### Problem set
1 – From the excerpt on ADHD and white matter myelin, reproduce everything from "Methods: Neuroimaging and" down to "each time point.".
2 – In the excerpt on ADHD and white matter myelin, what measure was used to examine brain white matter myelin?

### Selected excerpt
Methods: Neuroimaging and clinical data were collected as part of a longitudinal community-based pediatric cohort (Nscans=400; 195 with ADHD; age range, 9-14 years). Brain WM myelin was examined for 71 WM tracts across 3 time points using the T1w/T2w-ratio. Tracts were defined via a deep-learning based automated tractography method, performed on participant diffusion-weighted imaging. Linear and non-linear regression was conducted to examine group differences in T1w/T2w-ratio values. In addition to this, voxel-wise analysis was undertaken at each time point.
Results: Brain-wide, children with ADHD were found to exhibit the same developmental profile as those without ADHD for WM myelin. No group effects were seen at a cross-sectional or longitudinal level. In agreement with previous work, modelling suggests non-linear developmental increases with age across most tract. This non-linear relationship was characterized by a positive parabolic, or U-shaped developmental trajectory.
Conclusions: These findings indicate that there may not be distinct difference in the development of brain white matter myelination between children with and without ADHD. However, this suggests that previously reported differences in ADHD brain WM development may be attributable to properties other than myelin, such as fiber architecture and axon diameter. This further informs the understanding of brain development and highlights the need for further multi-modal longitudinal work.

### Information supplied
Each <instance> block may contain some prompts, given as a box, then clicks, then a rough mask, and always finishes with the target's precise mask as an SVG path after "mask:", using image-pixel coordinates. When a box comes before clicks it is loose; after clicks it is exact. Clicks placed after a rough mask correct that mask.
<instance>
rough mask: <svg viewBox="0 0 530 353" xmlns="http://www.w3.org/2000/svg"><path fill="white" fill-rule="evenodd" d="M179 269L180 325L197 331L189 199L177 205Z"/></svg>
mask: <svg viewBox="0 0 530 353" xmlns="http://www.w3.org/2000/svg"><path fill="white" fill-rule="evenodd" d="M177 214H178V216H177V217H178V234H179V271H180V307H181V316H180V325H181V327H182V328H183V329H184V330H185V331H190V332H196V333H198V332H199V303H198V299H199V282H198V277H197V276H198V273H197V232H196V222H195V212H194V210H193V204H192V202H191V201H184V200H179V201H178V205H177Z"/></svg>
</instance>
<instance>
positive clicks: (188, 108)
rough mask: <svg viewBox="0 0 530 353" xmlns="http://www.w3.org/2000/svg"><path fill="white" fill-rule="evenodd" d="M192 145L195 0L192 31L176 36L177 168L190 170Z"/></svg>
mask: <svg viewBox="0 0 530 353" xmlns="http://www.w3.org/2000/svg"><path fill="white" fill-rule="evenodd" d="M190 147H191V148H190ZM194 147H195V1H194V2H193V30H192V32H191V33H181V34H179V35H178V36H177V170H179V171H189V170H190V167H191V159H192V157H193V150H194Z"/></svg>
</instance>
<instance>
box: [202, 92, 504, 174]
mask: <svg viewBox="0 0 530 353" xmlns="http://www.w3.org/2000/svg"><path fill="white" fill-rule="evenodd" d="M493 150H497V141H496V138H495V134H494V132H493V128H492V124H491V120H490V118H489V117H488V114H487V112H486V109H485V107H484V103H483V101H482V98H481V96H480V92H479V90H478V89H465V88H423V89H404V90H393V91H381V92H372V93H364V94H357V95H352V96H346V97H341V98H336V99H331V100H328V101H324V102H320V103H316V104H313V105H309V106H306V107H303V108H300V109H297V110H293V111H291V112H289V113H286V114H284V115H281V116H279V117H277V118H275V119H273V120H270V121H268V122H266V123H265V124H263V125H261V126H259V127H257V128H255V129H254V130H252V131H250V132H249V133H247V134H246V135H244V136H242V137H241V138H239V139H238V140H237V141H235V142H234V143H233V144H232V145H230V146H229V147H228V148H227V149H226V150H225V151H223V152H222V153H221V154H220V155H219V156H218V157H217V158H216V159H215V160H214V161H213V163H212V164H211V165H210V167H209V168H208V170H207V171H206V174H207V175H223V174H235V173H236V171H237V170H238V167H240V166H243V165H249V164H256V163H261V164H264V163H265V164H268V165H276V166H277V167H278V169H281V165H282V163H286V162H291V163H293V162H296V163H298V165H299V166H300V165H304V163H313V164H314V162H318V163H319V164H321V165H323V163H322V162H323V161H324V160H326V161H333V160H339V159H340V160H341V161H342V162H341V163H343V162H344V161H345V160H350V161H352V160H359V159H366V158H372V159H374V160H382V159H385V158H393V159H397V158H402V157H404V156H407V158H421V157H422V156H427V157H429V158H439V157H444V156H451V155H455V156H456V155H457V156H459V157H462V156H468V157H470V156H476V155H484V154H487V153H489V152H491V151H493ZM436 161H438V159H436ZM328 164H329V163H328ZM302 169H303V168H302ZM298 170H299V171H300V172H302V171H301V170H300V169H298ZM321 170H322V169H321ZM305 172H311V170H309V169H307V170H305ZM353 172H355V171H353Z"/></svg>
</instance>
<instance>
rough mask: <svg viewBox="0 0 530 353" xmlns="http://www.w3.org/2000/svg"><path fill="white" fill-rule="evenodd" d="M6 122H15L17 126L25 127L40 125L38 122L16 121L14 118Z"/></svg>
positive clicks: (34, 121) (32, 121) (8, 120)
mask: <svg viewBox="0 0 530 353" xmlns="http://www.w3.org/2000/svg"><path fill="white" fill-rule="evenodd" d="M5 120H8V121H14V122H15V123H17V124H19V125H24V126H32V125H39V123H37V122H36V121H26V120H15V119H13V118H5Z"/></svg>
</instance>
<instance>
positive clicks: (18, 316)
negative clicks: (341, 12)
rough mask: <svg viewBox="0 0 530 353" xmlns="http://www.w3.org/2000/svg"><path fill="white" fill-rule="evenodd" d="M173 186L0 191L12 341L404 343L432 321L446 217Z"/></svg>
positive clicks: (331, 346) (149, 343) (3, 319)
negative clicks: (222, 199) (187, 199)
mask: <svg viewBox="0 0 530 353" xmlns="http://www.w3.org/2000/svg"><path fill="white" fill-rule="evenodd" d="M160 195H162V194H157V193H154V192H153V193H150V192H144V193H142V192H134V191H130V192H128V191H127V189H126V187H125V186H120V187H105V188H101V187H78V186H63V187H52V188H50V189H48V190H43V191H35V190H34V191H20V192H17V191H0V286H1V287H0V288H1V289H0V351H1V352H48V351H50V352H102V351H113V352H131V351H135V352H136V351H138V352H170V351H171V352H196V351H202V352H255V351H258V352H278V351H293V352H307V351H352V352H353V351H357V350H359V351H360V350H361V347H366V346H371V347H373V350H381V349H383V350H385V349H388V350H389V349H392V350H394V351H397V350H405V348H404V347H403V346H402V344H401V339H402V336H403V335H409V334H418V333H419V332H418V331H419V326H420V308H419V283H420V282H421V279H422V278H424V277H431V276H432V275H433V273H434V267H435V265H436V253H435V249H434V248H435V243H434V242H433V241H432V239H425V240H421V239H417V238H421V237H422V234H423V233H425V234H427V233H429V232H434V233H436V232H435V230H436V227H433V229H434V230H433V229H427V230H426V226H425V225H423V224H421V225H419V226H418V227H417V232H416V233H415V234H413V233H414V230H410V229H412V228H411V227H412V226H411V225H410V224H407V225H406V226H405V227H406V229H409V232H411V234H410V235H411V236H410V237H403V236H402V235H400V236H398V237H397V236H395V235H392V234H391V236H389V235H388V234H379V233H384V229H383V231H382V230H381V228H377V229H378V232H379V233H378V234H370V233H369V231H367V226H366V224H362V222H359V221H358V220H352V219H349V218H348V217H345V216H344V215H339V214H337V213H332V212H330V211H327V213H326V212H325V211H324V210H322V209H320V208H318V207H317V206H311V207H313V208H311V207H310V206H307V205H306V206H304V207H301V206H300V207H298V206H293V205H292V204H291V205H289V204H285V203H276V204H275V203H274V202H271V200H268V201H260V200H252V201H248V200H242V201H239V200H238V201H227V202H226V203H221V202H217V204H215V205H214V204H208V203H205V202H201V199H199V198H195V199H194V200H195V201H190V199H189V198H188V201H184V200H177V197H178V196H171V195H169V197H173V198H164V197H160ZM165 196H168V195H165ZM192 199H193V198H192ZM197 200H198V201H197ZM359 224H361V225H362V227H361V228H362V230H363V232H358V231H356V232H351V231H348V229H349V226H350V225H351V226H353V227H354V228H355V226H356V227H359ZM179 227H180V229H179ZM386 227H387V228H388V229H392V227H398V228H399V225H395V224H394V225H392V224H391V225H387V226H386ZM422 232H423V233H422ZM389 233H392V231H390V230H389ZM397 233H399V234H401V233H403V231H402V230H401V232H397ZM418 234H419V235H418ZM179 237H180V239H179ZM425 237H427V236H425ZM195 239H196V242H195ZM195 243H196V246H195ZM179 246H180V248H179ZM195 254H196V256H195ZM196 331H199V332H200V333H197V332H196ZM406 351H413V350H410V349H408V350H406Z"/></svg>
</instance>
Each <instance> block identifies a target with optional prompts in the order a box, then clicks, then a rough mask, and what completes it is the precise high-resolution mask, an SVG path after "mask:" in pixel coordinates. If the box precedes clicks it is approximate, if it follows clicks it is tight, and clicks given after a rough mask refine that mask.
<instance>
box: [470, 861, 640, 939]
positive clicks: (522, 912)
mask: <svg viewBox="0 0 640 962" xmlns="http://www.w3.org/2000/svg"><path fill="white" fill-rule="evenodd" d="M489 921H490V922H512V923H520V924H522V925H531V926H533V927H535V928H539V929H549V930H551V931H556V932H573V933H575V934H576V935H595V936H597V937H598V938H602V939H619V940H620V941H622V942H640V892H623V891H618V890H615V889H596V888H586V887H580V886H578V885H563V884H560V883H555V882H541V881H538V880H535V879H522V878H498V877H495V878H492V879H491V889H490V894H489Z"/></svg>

### List of answers
1 –
Methods: Neuroimaging and clinical data were collected as part of a longitudinal community-based pediatric cohort (Nscans=400; 195 with ADHD; age range, 9-14 years). Brain WM myelin was examined for 71 WM tracts across 3 time points using the T1w/T2w-ratio. Tracts were defined via a deep-learning based automated tractography method, performed on participant diffusion-weighted imaging. Linear and non-linear regression was conducted to examine group differences in T1w/T2w-ratio values. In addition to this, voxel-wise analysis was undertaken at each time point.

2 – The T1w/T2w-ratio.